▶ **DATA SHOWN**:
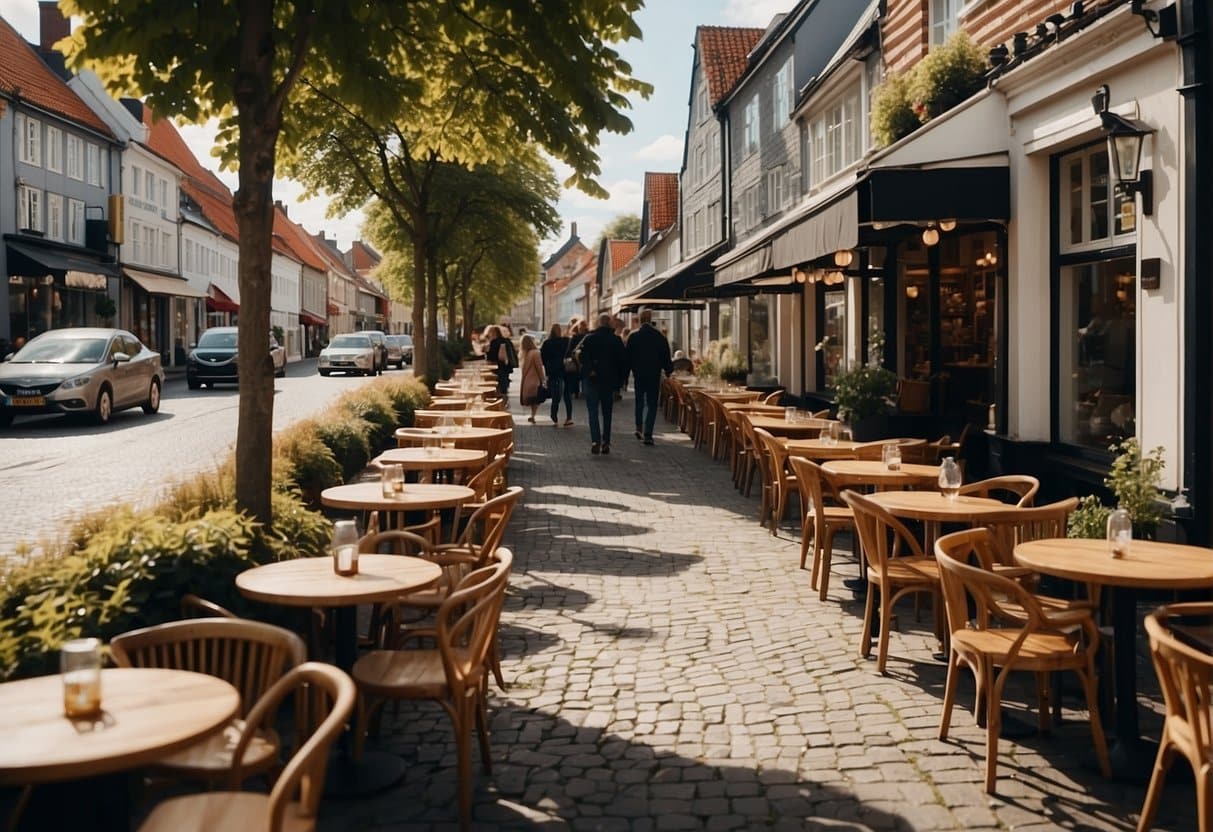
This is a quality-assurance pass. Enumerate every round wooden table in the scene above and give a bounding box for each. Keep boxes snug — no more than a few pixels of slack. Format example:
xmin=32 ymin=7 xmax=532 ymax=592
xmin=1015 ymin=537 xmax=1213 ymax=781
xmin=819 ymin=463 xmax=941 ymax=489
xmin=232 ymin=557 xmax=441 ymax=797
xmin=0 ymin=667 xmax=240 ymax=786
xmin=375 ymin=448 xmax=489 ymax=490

--

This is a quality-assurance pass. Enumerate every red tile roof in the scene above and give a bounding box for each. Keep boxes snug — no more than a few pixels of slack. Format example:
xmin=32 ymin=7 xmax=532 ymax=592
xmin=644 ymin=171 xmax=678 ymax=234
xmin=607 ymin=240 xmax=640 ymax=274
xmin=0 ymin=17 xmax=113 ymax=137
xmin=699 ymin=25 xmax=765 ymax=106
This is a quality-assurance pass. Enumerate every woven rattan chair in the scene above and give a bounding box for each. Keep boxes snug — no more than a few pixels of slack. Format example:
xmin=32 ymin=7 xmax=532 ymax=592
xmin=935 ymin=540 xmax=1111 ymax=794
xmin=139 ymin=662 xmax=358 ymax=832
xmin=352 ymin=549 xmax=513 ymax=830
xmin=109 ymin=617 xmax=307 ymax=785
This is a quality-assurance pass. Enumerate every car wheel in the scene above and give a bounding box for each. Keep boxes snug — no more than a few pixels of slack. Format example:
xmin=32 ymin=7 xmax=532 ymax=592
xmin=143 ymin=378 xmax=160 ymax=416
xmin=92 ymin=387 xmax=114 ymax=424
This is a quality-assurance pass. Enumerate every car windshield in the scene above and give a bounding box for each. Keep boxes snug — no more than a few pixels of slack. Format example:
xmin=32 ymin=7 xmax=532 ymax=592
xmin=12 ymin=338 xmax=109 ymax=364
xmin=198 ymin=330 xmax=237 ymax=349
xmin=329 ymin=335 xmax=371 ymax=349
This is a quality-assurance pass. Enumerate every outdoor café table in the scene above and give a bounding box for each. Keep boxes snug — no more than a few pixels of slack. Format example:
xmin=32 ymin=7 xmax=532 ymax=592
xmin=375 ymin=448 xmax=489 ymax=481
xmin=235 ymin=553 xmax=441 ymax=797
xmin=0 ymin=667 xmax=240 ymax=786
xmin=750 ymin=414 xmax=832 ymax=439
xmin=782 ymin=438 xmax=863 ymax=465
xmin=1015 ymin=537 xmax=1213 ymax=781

* * *

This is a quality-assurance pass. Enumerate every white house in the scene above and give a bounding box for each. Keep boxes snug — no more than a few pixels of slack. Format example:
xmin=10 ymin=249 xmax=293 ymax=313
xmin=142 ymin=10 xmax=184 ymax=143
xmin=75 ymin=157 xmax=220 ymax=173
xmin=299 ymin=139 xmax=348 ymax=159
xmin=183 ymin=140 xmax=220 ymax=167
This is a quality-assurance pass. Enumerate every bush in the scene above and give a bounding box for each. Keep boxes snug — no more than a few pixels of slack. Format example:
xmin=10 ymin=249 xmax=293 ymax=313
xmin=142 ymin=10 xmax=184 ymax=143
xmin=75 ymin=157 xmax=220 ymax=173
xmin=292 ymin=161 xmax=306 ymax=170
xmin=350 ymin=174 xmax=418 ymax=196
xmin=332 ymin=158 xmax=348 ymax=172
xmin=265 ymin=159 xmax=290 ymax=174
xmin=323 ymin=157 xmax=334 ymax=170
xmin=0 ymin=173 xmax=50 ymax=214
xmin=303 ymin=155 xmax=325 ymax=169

▶ **TASK DESCRIPTION**: Rewrite the lines from the one containing "This is a quality-assurance pass. Enumerate every round" through the one containing "xmin=375 ymin=448 xmax=489 ymax=490", both included, as a JSON list of strings with one string per line and no blank lines.

▶ **SOLUTION TO THIS EXERCISE**:
[
  "This is a quality-assurance pass. Enumerate every round wooden table in the scene above and give a bounding box for each. Keep boxes snug — no more than a few pixels of slack. Format example:",
  "xmin=32 ymin=7 xmax=532 ymax=592",
  "xmin=1015 ymin=537 xmax=1213 ymax=781",
  "xmin=819 ymin=463 xmax=941 ymax=489",
  "xmin=232 ymin=557 xmax=441 ymax=797",
  "xmin=0 ymin=667 xmax=240 ymax=786",
  "xmin=375 ymin=448 xmax=489 ymax=490"
]